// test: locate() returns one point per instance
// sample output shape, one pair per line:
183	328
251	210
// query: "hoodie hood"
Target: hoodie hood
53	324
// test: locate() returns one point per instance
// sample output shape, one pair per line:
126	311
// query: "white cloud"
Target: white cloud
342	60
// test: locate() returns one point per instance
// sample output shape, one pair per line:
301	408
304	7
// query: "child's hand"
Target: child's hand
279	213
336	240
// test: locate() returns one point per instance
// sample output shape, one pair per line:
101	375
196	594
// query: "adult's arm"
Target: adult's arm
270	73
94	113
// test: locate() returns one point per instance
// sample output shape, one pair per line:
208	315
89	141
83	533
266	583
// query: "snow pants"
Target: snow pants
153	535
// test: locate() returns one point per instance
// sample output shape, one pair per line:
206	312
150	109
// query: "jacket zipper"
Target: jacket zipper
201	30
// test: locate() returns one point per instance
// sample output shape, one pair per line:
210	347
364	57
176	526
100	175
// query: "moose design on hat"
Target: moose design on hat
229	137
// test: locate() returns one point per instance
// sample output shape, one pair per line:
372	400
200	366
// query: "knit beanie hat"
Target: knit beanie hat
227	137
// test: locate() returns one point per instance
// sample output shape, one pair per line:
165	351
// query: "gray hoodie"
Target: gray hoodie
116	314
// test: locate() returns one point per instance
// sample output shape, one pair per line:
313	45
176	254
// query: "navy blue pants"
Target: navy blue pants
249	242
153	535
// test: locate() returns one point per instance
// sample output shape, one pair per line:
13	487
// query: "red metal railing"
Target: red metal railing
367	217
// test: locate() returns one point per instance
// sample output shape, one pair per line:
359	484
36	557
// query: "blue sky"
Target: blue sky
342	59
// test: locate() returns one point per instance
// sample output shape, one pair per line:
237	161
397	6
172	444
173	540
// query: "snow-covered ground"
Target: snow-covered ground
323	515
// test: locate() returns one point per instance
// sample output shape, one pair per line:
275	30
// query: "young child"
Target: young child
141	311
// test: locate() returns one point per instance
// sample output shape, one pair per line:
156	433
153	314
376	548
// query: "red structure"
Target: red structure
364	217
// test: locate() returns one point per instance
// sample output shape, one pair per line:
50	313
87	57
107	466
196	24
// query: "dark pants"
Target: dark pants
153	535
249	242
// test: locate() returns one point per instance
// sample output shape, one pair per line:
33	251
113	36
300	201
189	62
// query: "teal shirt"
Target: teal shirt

▶ Exercise brief
Count the lines in the material above that contain the string "child", treating uppercase and lowercase letters as different. Give only the number.

▶ Final result
4